▶ [Natural language region descriptions]:
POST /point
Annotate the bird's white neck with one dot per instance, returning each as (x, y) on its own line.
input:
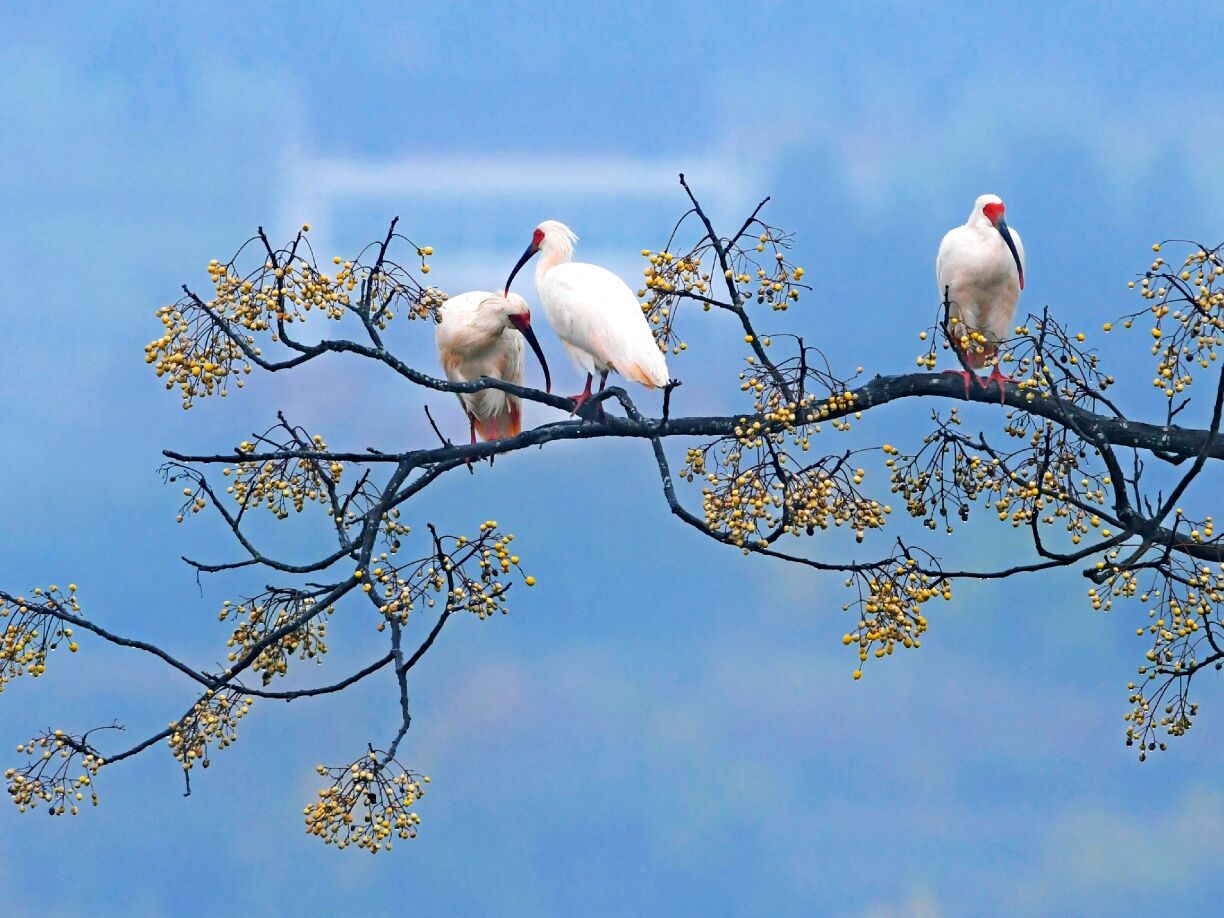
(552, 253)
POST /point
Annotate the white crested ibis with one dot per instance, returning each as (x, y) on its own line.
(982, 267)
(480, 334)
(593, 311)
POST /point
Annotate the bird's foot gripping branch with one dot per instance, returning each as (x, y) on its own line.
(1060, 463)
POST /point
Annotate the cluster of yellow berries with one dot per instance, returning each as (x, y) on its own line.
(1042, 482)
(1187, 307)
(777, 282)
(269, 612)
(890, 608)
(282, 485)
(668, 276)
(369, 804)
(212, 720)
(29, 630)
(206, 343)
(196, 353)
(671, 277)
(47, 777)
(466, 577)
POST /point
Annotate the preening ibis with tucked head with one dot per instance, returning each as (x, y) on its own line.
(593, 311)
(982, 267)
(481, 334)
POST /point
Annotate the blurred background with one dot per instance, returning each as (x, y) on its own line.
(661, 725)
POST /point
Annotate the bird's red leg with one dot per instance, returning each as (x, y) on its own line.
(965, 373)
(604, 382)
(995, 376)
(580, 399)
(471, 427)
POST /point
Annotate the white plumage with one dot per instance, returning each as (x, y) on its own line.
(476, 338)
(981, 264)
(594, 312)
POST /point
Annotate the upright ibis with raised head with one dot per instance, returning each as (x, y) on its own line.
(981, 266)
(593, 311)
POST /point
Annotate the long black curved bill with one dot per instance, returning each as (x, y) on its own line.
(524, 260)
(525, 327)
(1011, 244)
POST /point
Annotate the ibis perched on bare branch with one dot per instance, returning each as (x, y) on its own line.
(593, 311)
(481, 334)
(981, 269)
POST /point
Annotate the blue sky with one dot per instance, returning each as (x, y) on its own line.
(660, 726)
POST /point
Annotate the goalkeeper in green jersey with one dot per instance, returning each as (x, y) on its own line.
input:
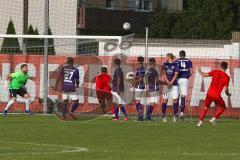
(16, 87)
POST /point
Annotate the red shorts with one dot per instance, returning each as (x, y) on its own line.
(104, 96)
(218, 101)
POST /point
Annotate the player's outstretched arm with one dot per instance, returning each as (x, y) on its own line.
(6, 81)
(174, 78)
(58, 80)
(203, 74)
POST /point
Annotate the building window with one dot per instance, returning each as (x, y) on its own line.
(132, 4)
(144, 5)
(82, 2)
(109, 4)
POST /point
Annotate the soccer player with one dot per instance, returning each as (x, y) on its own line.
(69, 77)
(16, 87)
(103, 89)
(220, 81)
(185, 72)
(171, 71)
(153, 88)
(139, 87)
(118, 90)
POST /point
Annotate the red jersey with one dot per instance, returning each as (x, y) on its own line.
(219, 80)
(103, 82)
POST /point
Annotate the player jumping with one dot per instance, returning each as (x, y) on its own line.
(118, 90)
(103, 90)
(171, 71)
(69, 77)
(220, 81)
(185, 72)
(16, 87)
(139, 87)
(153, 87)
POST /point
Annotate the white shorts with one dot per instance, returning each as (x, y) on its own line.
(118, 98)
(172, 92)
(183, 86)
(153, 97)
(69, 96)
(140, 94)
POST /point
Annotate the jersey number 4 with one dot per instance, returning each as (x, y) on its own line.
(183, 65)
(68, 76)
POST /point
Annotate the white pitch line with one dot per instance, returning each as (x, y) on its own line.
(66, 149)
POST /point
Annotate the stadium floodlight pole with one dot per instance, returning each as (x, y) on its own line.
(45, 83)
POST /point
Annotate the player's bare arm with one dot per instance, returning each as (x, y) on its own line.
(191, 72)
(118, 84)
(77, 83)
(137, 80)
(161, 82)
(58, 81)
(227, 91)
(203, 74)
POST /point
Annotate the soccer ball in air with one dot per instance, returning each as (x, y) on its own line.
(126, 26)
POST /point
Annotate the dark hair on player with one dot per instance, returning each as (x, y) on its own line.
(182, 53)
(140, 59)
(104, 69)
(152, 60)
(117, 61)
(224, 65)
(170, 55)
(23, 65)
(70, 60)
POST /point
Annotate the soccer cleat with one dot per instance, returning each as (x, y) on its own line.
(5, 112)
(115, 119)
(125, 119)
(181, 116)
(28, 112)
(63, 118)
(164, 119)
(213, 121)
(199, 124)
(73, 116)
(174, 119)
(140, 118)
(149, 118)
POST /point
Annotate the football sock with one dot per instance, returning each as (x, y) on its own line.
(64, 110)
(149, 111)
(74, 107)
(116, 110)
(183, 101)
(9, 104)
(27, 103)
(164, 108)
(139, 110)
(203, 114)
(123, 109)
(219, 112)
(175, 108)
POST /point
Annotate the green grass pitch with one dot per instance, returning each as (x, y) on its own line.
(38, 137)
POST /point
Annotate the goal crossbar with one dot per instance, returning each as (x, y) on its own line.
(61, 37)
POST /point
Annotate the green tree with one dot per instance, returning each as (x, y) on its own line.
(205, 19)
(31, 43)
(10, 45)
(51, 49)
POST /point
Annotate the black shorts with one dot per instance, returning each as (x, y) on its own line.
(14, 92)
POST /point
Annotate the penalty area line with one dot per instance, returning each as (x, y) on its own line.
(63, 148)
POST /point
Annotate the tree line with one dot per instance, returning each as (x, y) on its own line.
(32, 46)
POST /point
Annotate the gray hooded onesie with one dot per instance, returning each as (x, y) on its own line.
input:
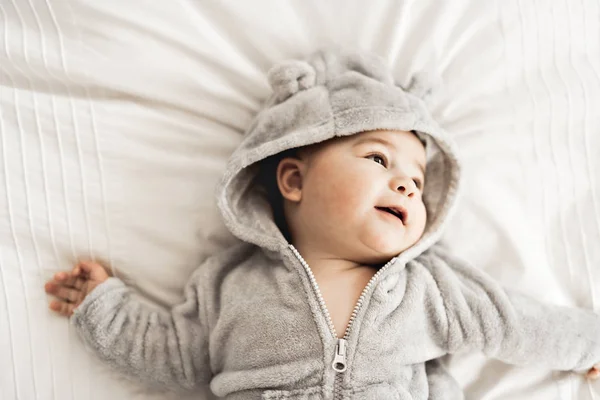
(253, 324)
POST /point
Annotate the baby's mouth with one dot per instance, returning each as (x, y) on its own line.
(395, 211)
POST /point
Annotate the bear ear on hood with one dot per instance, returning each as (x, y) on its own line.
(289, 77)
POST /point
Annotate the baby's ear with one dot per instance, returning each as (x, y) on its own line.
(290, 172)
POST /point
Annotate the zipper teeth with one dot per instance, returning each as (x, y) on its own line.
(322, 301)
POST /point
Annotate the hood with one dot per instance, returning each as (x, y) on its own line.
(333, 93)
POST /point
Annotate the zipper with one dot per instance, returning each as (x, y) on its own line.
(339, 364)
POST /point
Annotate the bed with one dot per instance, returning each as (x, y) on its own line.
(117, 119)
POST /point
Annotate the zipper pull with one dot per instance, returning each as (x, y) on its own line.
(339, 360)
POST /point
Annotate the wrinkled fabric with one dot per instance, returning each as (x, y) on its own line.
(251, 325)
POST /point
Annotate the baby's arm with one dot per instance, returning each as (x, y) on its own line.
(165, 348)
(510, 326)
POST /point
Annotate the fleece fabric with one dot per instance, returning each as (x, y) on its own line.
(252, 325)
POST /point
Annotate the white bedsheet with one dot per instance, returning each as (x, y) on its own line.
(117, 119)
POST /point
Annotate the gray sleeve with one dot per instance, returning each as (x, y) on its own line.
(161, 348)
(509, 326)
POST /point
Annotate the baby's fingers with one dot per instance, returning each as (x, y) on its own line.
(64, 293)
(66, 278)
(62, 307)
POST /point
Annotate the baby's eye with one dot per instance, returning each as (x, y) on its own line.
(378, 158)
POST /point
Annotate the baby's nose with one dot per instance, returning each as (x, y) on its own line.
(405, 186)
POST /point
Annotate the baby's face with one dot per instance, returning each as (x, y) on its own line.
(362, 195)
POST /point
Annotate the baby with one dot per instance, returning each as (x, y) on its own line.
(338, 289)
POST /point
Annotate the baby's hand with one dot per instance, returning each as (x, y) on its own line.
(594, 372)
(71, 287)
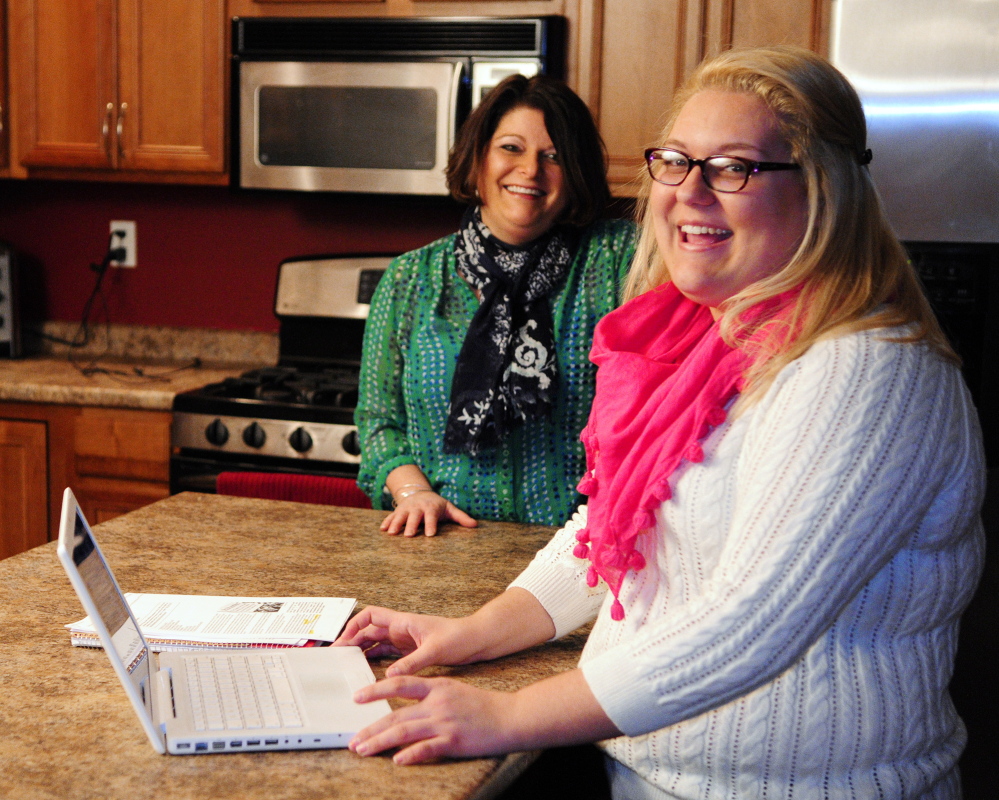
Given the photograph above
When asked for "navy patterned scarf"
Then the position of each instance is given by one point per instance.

▶ [Task details]:
Each entry, word for word, belongs in your answer; each picture does not.

▶ [Result]:
POST /point
Annotate the bird's white neck with one dot per instance, returning each as (x, y) on its own line.
input:
(552, 253)
POST /point
Annotate the white crested ibis with one dot per instance, returning each as (x, y) on its own line.
(982, 267)
(480, 334)
(593, 311)
POST /point
Annotate the bird's foot gripping branch with one dot per instance, returning each as (x, y) on its own line.
(1060, 463)
POST /point
Annotate the cluster of yellow berries with one dot per instance, returning each as (x, y) on its own line.
(1042, 482)
(1187, 307)
(777, 282)
(269, 612)
(890, 608)
(282, 485)
(668, 276)
(369, 804)
(212, 720)
(29, 630)
(206, 343)
(196, 353)
(671, 277)
(47, 777)
(466, 577)
POST /point
Annotate the preening ibis with tucked head with one dot per instance, returning each as (x, y) on its own line.
(593, 311)
(982, 267)
(481, 334)
POST /point
Annotate the blurred background with one dot per instance, returning each as (x, y) on its own line.
(661, 725)
POST /point
Annotate the bird's red leg with one dot per instance, returning each as (x, y) on its own line.
(965, 373)
(604, 382)
(995, 376)
(580, 399)
(471, 427)
POST /point
Annotate the white plumage with one dot per instance, returning each as (x, y) on its own line.
(476, 338)
(981, 264)
(594, 312)
POST /point
Annotate the upright ibis with raised head with one dot per instance, returning each as (x, y) on its own line.
(981, 266)
(593, 311)
POST /point
Annotate the long black curved bill with one dot per instance, returning each as (x, y) on its own line.
(524, 260)
(525, 327)
(1011, 244)
POST /point
Annotate the ibis perched on bare branch with one dot per instance, returning each as (x, y) on its own line.
(593, 311)
(481, 334)
(981, 269)
POST /point
Annotate the blue sky with one dot per instance, returning each as (x, y) on its own line.
(660, 726)
POST /point
Annotate the goalkeeper in green jersey with one dot per instance, returning each as (x, y) on its own line.
input:
(16, 87)
POST /point
Annotate the red shorts with one dot per instance, returning each as (x, y) on its own line.
(104, 96)
(218, 101)
POST /point
Annotate the player's outstretched arm with one dot per instance, returning each as (x, y) on its own line.
(6, 81)
(174, 78)
(58, 80)
(203, 74)
POST /point
Annotate the building window with one dot per instance, returning each as (x, y) on its own line.
(132, 4)
(144, 5)
(82, 2)
(109, 4)
POST /point
Annotate the soccer player with one dot per instance, returning each as (x, y) on its own line.
(69, 77)
(16, 87)
(103, 89)
(220, 81)
(185, 72)
(171, 71)
(153, 88)
(139, 87)
(118, 90)
POST /point
Annotate the red jersey with one dot per instance, returning each as (x, y) on its own line.
(219, 80)
(103, 82)
POST /point
Annotate the player jumping with one dot per instance, returning each as (x, y) on its own line.
(118, 90)
(103, 90)
(171, 71)
(69, 77)
(220, 81)
(185, 72)
(16, 87)
(139, 87)
(153, 87)
POST /point
Annotate the white shorts with one dot per instance, returning each as (x, y) on its own line.
(118, 98)
(172, 92)
(183, 86)
(153, 97)
(69, 96)
(140, 94)
POST /point
Annotate the jersey number 4 with one dot per instance, returning each as (x, y) on its own line.
(183, 65)
(68, 76)
POST /point
Annotate the white pitch line with one dot per instance, returning each as (x, y) on its own line.
(66, 149)
POST /point
Annotate the stadium floodlight pole with one dot per instance, returning each as (x, y) on its own line.
(45, 83)
POST /point
Annotate the player's bare arm with one dot per instance, returning each as (x, y) on its own line.
(191, 72)
(118, 84)
(77, 83)
(137, 80)
(161, 82)
(58, 81)
(227, 91)
(203, 74)
POST /point
Annotate the soccer ball in air with one dot per instance, returning each as (x, y) on its own line.
(126, 26)
POST /point
Annotate the dark hair on player with one dot per instance, returning each as (x, y) on its own line.
(182, 53)
(140, 59)
(104, 69)
(152, 60)
(117, 61)
(224, 65)
(170, 55)
(23, 65)
(70, 60)
POST /point
Annotate the soccer cleat with one dot per instance, returning each as (x, y) on its own line.
(5, 112)
(115, 119)
(125, 119)
(181, 116)
(28, 112)
(63, 118)
(164, 119)
(213, 121)
(199, 124)
(73, 116)
(174, 119)
(140, 118)
(149, 118)
POST /point
Annotate the football sock with one dot per instance, returning each as (x, y) on its own line.
(64, 110)
(149, 111)
(74, 107)
(116, 110)
(183, 101)
(9, 104)
(27, 103)
(164, 108)
(139, 110)
(203, 114)
(123, 109)
(219, 112)
(175, 108)
POST /point
Annotate the green grass pitch with one dot per instance, returning each as (x, y) on its own line.
(38, 137)
POST /point
Annotate the goal crossbar with one dot per instance, returning each as (x, y) on its own line.
(61, 37)
POST /point
Annotate the green tree with one dot per instance, returning each as (x, y) on its own line.
(205, 19)
(31, 43)
(10, 45)
(51, 49)
POST /point
Annotate the black shorts with one dot per instance, returning each as (x, y) on its own line.
(14, 92)
POST /point
Annotate the penalty area line with one dot per instance, returning each as (x, y) on its own line.
(63, 148)
POST /point
Annotate the tree line with one dot per instance, returning each as (x, y) on its own line.
(32, 46)
POST /point
Annotate the gray hooded onesie with one dot per instance, returning each as (x, y) on its own line.
input:
(253, 324)
POST /point
Annotate the baby's mouth with one dot per instance, returning each as (x, y) on its own line.
(395, 211)
POST /point
Annotate the bear ear on hood with one dot per instance, returning each as (x, y) on its own line.
(289, 77)
POST /point
Annotate the baby's ear with one dot per instance, returning each as (x, y) on its own line.
(290, 172)
POST /point
Annotate the zipper teeth with one dot per instance, returning each as (x, y) on its own line.
(322, 301)
POST /point
Annotate the hood with one dot per instance, returning each as (x, y) on its own line.
(333, 93)
POST /point
Annotate the zipper with one dot per instance, returning each as (x, y) on its own line.
(339, 364)
POST /point
Annotate the bed with one dot per instance, returning each as (x, y) on its own line.
(117, 119)
POST /point
Annotate the zipper pull with one dot per instance, returning each as (x, y) on its own line.
(339, 360)
POST /point
Annotate the wrinkled fabric with one dot per instance, returning each as (x, y) on its own line.
(251, 325)
POST /point
Annotate the baby's arm with one dot per instance, returning each as (x, y) on its own line.
(165, 348)
(510, 326)
POST /point
Annotate the fleece fabric with one dot per instance, returning each as (x, y) on its own line.
(252, 325)
POST /point
Annotate the white bedsheet with one dot per instance, returning each as (x, y) on its own line.
(117, 119)
POST /point
Annotate the gray sleeve with one dot per instance, returning each as (x, y) on its own line.
(161, 348)
(509, 326)
POST /point
Annotate the baby's fingers with one dot per instance, returning each as (x, y) on its own line.
(64, 293)
(66, 278)
(62, 307)
POST /point
Annotate the baby's eye with one dot per instance, returning each as (x, y) on its own line.
(378, 158)
POST /point
Annotate the baby's nose with one dot per instance, returning each as (x, y) on its own line.
(405, 186)
POST /point
Annotate the baby's face with one dot per instance, returning each as (x, y) on its own line.
(362, 195)
POST /point
Annotate the baby with one dot per instance, returning each as (x, y) on its own line.
(338, 289)
POST /point
Annotate the baby's hand with one dot per instance, returning each as (x, y) on its own line.
(594, 372)
(71, 287)
Given the photograph above
When asked for "navy patterned scarf"
Then the position of each instance is given by one point per instance.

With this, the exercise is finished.